─── Source ───
Jan 31, 2020 | 10:29 AM

OTTAWA — In 2014, Justin Trudeau booted senators out of the Liberal caucus as part of his bid to transform Canada’s Senate into a more independent, less partisan chamber of sober second thought.

Yet one of those turfed Liberals, Serge Joyal, has arguably demonstrated more independence throughout his 23 years in the upper house than any of the non-partisan senators Trudeau has appointed since becoming prime minister in 2015.

Joyal retires from the Senate on Saturday, his 75th birthday.

As a rookie MP from Montreal in 1976, Joyal sued his own government (led by Justin Trudeau’s father, Pierre) over its directive that English be the only language used by air-traffic controllers.

At that time, he “got the message that if I would withdraw from the legal proceedings, my avenue to the cabinet would be quick,” Joyal recounts in an interview. He refused and won the case. It would be another six years before he made it into the cabinet.

Joyal was defeated in 1984, when Brian Mulroney’s Progressive Conservatives won power. Thirteen years later, Jean Chretien appointed him to the Senate, where he continued to practice his unique brand of independence, both in the chamber and in the courts.

A lawyer and constitutional expert, he has argued before the Supreme Court of Canada. And he’s challenged the government of the day directly in court on more than one occasion.

Just last fall, he launched a lawsuit seeking to force the federal government to adopt an official French-language version of Canada’s constitutional documents.

In 2013, Joyal intervened in the Supreme Court reference on Senate reform, arguing against Conservative prime minister Stephen Harper’s bid to turn the upper house into an elected chamber with term limits.

However, he later sided with the Harper government against a challenge of a bill giving Canada’s consent to changes in the law of succession to the monarchy.

The two Quebec professors who initiated the challenge are now seeking leave to appeal to the Supreme Court so, even in the midst of packing up his Senate office last week, Joyal was preparing his counter-argument for the court.

“I’m a peculiar kind of animal,” Joyal acknowledges of his dual political and legal activities.

“I choose to do that … I’m not paid by the Senate to do that or by pressure groups or a lobby group of some sort. I do it because I believe the issue at stake is an important one.”

Despite his independent streak, Joyal always considered himself a loyal Liberal. And so, when Trudeau kicked him out of the Liberal caucus, he admits, “I was hurt.”

He had spent 20 years as the policy chair for the Quebec wing of the party. He’d helped draft Chretien’s famous “Red Book,” the winning Liberal election platform in 1993. He’d helped Liberal leaders prepare for election debates. He’d represented the party on the No committee during the 1995 referendum on Quebec independence.

“I was very intimately involved in the life of the party,” Joyal says. “That I was unceremoniously kicked out with not even a letter of thanks, I’m a human being … Just a mere ‘thank you,’ I would have appreciated it.”
─── Dataset records ───
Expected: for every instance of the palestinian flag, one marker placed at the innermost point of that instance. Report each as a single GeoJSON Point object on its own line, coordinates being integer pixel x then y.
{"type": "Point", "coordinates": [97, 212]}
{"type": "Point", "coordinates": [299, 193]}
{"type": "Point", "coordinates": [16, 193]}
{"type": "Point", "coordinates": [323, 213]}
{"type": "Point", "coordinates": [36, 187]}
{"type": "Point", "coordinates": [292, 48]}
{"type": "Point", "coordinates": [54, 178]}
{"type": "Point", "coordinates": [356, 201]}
───
**Jobs**
A – When does Serge Joyal retire from the Senate, according to the article about him?
B – According to the article on Serge Joyal, why does he pursue his court challenges? Answer in one to three sentences.
C – Continue the article on Serge Joyal from the point where it stops.

**Exercise responses**
A – On Saturday, his 75th birthday.

B – He chooses to pursue them himself, not because the Senate, pressure groups or a lobby group pays him to. He does it because he believes the issue at stake is an important one.

C –
Reflecting on the transformation of the Senate into a chamber where senators unaffiliated with parties now command the majority, Joyal regrets the loss of partisan groups that have an institutionalized responsibility, and the resources to back it up, to argue for and against government legislation.

Without partisan appointees, including former cabinet ministers, MPs and party stalwarts, he says, it’s now left to individual senators to challenge the government and try to improve legislation. Trudeau’s appointees typically have impressive resumes but most have little or no experience in public policy or Parliament.

Sen. Peter Harder, a former senior public servant who was Trudeau’s government representative in the Senate for nearly four years, doesn’t disagree.

“The Senate needs to have, in my view, a number of senators who come with that (political) perspective and that experience,” Harder says.

“It just adds to the ability to get stuff done because people are there with understanding of what it takes to legislate, what it takes to compromise, what it takes to understand the institutional role that the Senate plays.”

“He’s one of the big names of Senate history,” Harder said, calling Joyal “extraordinarily effective” on issues involving charter rights, national unity and language rights.

But even if Joyal won’t be physically sitting in the Senate anymore, his presence will still be felt on Parliament Hill.

An avid collector of art and historical artifacts, he has donated many of his finds to furnish the Francophonie Room and the Indigenous Peoples Room, two Senate meeting areas in Centre Block, which is now closed for massive renovations.

Back in when Joyal was an MP, Harder recalls walking into his office and thinking “I’d walked into a museum.”

His Senate office suite was furnished by Joyal at his own expense, from ornate chandeliers hanging from the ceilings to artwork on the walls to sculptures on pedestals dotting the rooms. Joyal said he figured if he was going to spend 23 years in that office, he wanted to be “psychologically comfortable” in it.

He is donating everything in his office to the National Capital Commission for use in official residences.